> [Task requirements]
Can you copy out the data exactly? Leave the images out.

[Stored items from a collection]
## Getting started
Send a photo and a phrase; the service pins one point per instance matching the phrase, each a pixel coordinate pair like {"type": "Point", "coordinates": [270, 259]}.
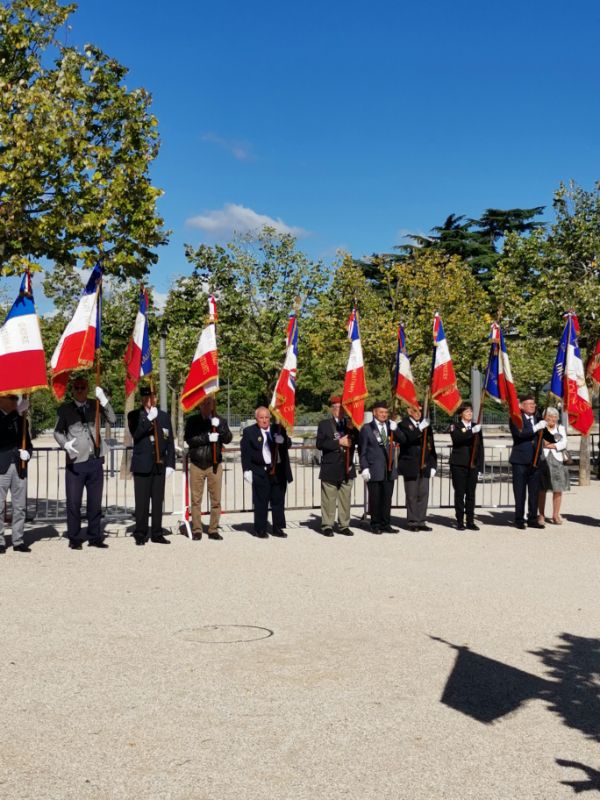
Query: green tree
{"type": "Point", "coordinates": [75, 149]}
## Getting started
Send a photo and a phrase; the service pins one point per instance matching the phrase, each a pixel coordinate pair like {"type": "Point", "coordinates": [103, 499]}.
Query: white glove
{"type": "Point", "coordinates": [71, 449]}
{"type": "Point", "coordinates": [101, 396]}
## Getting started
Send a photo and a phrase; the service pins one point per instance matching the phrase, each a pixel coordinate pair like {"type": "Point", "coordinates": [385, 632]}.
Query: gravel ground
{"type": "Point", "coordinates": [431, 665]}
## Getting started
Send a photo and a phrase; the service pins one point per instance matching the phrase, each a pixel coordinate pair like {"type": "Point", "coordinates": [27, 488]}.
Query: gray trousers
{"type": "Point", "coordinates": [335, 495]}
{"type": "Point", "coordinates": [10, 482]}
{"type": "Point", "coordinates": [417, 496]}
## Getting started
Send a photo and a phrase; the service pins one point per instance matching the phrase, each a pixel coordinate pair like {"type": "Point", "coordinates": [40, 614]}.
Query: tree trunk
{"type": "Point", "coordinates": [584, 461]}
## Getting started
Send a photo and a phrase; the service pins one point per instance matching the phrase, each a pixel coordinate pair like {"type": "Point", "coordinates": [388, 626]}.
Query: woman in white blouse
{"type": "Point", "coordinates": [554, 475]}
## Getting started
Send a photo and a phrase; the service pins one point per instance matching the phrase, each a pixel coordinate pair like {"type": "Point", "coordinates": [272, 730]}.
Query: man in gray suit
{"type": "Point", "coordinates": [75, 433]}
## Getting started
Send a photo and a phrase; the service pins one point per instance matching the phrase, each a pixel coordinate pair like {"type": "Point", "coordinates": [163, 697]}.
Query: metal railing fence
{"type": "Point", "coordinates": [47, 500]}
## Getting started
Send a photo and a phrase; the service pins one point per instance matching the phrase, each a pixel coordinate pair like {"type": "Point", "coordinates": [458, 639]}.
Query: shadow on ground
{"type": "Point", "coordinates": [486, 690]}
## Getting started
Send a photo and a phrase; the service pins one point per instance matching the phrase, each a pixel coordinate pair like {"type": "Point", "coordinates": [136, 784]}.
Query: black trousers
{"type": "Point", "coordinates": [148, 486]}
{"type": "Point", "coordinates": [526, 483]}
{"type": "Point", "coordinates": [268, 490]}
{"type": "Point", "coordinates": [88, 475]}
{"type": "Point", "coordinates": [380, 502]}
{"type": "Point", "coordinates": [464, 481]}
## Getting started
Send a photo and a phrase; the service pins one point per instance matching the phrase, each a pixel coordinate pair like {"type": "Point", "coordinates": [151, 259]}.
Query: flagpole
{"type": "Point", "coordinates": [98, 322]}
{"type": "Point", "coordinates": [477, 436]}
{"type": "Point", "coordinates": [23, 464]}
{"type": "Point", "coordinates": [426, 402]}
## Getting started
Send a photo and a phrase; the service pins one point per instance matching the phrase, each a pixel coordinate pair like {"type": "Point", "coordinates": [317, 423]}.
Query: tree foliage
{"type": "Point", "coordinates": [75, 149]}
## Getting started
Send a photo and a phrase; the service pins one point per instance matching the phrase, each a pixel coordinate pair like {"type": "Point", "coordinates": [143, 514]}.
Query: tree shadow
{"type": "Point", "coordinates": [487, 690]}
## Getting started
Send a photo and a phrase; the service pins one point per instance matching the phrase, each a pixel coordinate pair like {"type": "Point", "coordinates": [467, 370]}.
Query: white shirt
{"type": "Point", "coordinates": [266, 445]}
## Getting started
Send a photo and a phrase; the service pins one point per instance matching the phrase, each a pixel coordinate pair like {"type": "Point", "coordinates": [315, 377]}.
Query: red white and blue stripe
{"type": "Point", "coordinates": [283, 402]}
{"type": "Point", "coordinates": [138, 358]}
{"type": "Point", "coordinates": [22, 357]}
{"type": "Point", "coordinates": [444, 391]}
{"type": "Point", "coordinates": [499, 382]}
{"type": "Point", "coordinates": [568, 378]}
{"type": "Point", "coordinates": [82, 336]}
{"type": "Point", "coordinates": [355, 385]}
{"type": "Point", "coordinates": [404, 385]}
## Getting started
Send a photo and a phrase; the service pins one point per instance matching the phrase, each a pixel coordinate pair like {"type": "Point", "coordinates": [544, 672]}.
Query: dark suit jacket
{"type": "Point", "coordinates": [251, 451]}
{"type": "Point", "coordinates": [409, 463]}
{"type": "Point", "coordinates": [462, 444]}
{"type": "Point", "coordinates": [11, 438]}
{"type": "Point", "coordinates": [524, 442]}
{"type": "Point", "coordinates": [197, 429]}
{"type": "Point", "coordinates": [141, 429]}
{"type": "Point", "coordinates": [333, 460]}
{"type": "Point", "coordinates": [374, 456]}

> [Full response]
## Getting started
Send a photo and a phrase; the service pins one point per instance matching the phrase, each a pixel coordinate pair like {"type": "Point", "coordinates": [270, 259]}.
Query: green tree
{"type": "Point", "coordinates": [75, 149]}
## Getting started
Send a photo and a phrase; the service pins one point per instance matching the phrase, each a pixel coordinate pair like {"type": "Point", "coordinates": [103, 499]}.
Query: white glove
{"type": "Point", "coordinates": [71, 449]}
{"type": "Point", "coordinates": [101, 396]}
## Getting started
Send a photo and a phrase; the service pins one point per instance matching the phrase, each a pixel coordinate pair like {"type": "Point", "coordinates": [385, 632]}.
Query: gravel ground
{"type": "Point", "coordinates": [431, 665]}
## Getting started
Send a photo and a phrase; the service pins one point per instance matching the phrase, each a pixel coordinate pair like {"type": "Point", "coordinates": [27, 488]}.
Query: gray trousers
{"type": "Point", "coordinates": [335, 495]}
{"type": "Point", "coordinates": [10, 482]}
{"type": "Point", "coordinates": [417, 496]}
## Getting started
Send a photo and a phrase; the service pins one point per instance matching the phrase, each a pixel coordinate pair like {"type": "Point", "coordinates": [40, 614]}.
Query: tree trunk
{"type": "Point", "coordinates": [584, 461]}
## Getting started
Send a photo and a phrase; the service pins one point per instance matching the phrase, each a pixel coordinate pair like {"type": "Point", "coordinates": [388, 626]}.
Query: woman in white blouse
{"type": "Point", "coordinates": [554, 475]}
## Getting started
Send a photo and a phrase; the service pins one point per instance matching the phrase, each a pixel coordinate pair like {"type": "Point", "coordinates": [272, 730]}.
Query: man in gray suit
{"type": "Point", "coordinates": [75, 433]}
## Getting started
Send a photo and a phrase; the service pins one point per instance matching the phrase, each a pixel coordinate pair like {"type": "Point", "coordinates": [163, 697]}.
Query: metal railing fence
{"type": "Point", "coordinates": [47, 500]}
## Getting started
Send a photo and a phrase; the service pins one point per instance matching the phrase, each a pixel coordinate pair like {"type": "Point", "coordinates": [458, 639]}.
Query: shadow on ground
{"type": "Point", "coordinates": [486, 690]}
## Getting started
Send a photo and a phrase; the service pins one point per instance matching the phrase, each a pixel coordinate pair like {"type": "Point", "coordinates": [136, 784]}.
Query: black trousers
{"type": "Point", "coordinates": [148, 486]}
{"type": "Point", "coordinates": [526, 483]}
{"type": "Point", "coordinates": [268, 490]}
{"type": "Point", "coordinates": [88, 475]}
{"type": "Point", "coordinates": [380, 502]}
{"type": "Point", "coordinates": [464, 481]}
## Getting started
Send a photo and a phrase; the service pins one point per instance matching the phrase, each a pixel coordinate pair like {"type": "Point", "coordinates": [151, 259]}.
Query: flagpole
{"type": "Point", "coordinates": [98, 322]}
{"type": "Point", "coordinates": [477, 436]}
{"type": "Point", "coordinates": [23, 464]}
{"type": "Point", "coordinates": [426, 402]}
## Getting started
Send a photo and a phrase; the service pins one point per instance matching the phrase, each a pixel coordinate pair like {"type": "Point", "coordinates": [317, 423]}.
Query: tree foliage
{"type": "Point", "coordinates": [75, 149]}
## Getting started
Send a photo and a phrase; the service pins one point per instance matching the phrase, each a pixel coordinate pair like {"type": "Point", "coordinates": [143, 514]}.
Query: tree shadow
{"type": "Point", "coordinates": [487, 690]}
## Getting started
Send a photo and a phrase; the service pins one point per instance matching the phrase, each a pixel coordinate pair like {"type": "Point", "coordinates": [467, 370]}.
Query: white shirt
{"type": "Point", "coordinates": [266, 445]}
## Getting started
Send a photo and a phrase; the service pins one point per instance matching the phrase, each a pixel coordinate pair like {"type": "Point", "coordinates": [315, 377]}.
Query: red white and blue stripe
{"type": "Point", "coordinates": [283, 402]}
{"type": "Point", "coordinates": [138, 358]}
{"type": "Point", "coordinates": [22, 357]}
{"type": "Point", "coordinates": [444, 391]}
{"type": "Point", "coordinates": [499, 382]}
{"type": "Point", "coordinates": [568, 378]}
{"type": "Point", "coordinates": [82, 336]}
{"type": "Point", "coordinates": [355, 385]}
{"type": "Point", "coordinates": [404, 385]}
## Getting started
Send a photo and a phrase; the service pins one point per instance matching the phrase, each a pixel coordinate pair like {"type": "Point", "coordinates": [544, 672]}.
Query: dark suit jacket
{"type": "Point", "coordinates": [251, 451]}
{"type": "Point", "coordinates": [409, 463]}
{"type": "Point", "coordinates": [462, 444]}
{"type": "Point", "coordinates": [11, 438]}
{"type": "Point", "coordinates": [524, 442]}
{"type": "Point", "coordinates": [197, 429]}
{"type": "Point", "coordinates": [141, 429]}
{"type": "Point", "coordinates": [333, 460]}
{"type": "Point", "coordinates": [374, 456]}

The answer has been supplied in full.